* [Stated task]
Carry on the Dubai commercial property report from its last line, keeping its voice and style.

The commercial property market in Dubai saw growth, during the first quarter of 2024, as reported by CRC (Commercial Real Estate), part of the Betterhomes group.

Mon, May 13, 2024 12:21pmGrey Clock 2 min

The report highlighted that the total commercial transactions in Dubai increased by 3% compared to the first quarter of the previous year, with a significant 16% rise in the total value of these sales.

Behnam Bargh, Managing Director of CRC, remarked, “We have experienced a notable surge in transactions, registering a remarkable 27% increase compared to the same period last year. However, amidst these positive developments, it’s crucial to acknowledge the shifting dynamics within the leasing segment.”

Behnam Bargh, Managing Director of CRC

Top Leasing Communities Offices
1st – Jumeirah Lake Towers (JLT)
2nd – Business Bay
3rd – DIFC
4th – Dubai Media City
5th – Barsha Heights (Tecom)

* [Available data]

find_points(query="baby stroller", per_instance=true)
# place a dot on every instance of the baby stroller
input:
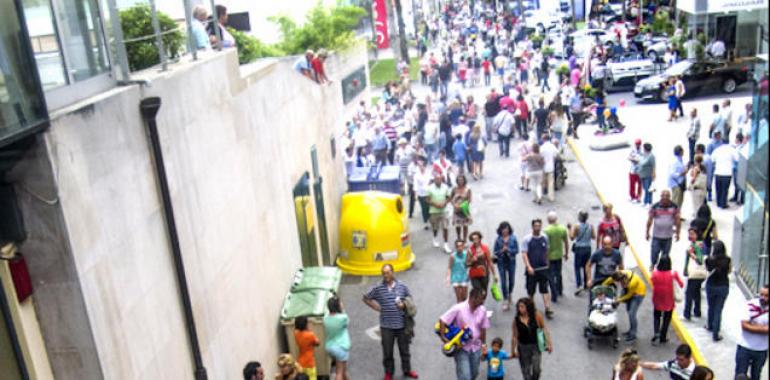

* [Result for this exercise]
The office and retail areas were primary contributors to this growth, with office transactions up by 8% and retail deals by 23% year-over-year. Specifically, the value of office sales rose by 28%, while retail sales values saw a 2% increase. Business Bay was the premier location for office transactions in Q1 2024, recording 307 deals, followed by Jumeirah Lake Towers with 220 transactions. The leasing market, however, showed varied results.

Bargh noted, that while there’s been a spike in overall tenant leads, leasing transactions have declined across all segments. This shift is largely due to clients preferring to buy rather than lease properties, influenced by rising rental prices in all areas of Dubai.

Interest in buying has grown substantially, with CRC reporting a 21% increase in buyer leads over the previous year and a 27% rise in overall transactions.

Sales Trends in Key Areas

Business Bay: The office and retail segments drove significant expansion, with office transactions surging by 8% compared to Q1 2023 and retail transactions experiencing a substantial growth of 23%.

Jumeirah Lake Towers (JLT): Renowned for its picturesque lakeside setting and diverse office spaces, JLT remains a favoured destination for office investors and end-users.

Jumeirah Village Circle (JVC) and Silicon Oasis: Both locations hold appeal for office investors and end-users. JVC’s tranquil environment and Silicon Oasis’s tech-focused infrastructure contribute to their attractiveness.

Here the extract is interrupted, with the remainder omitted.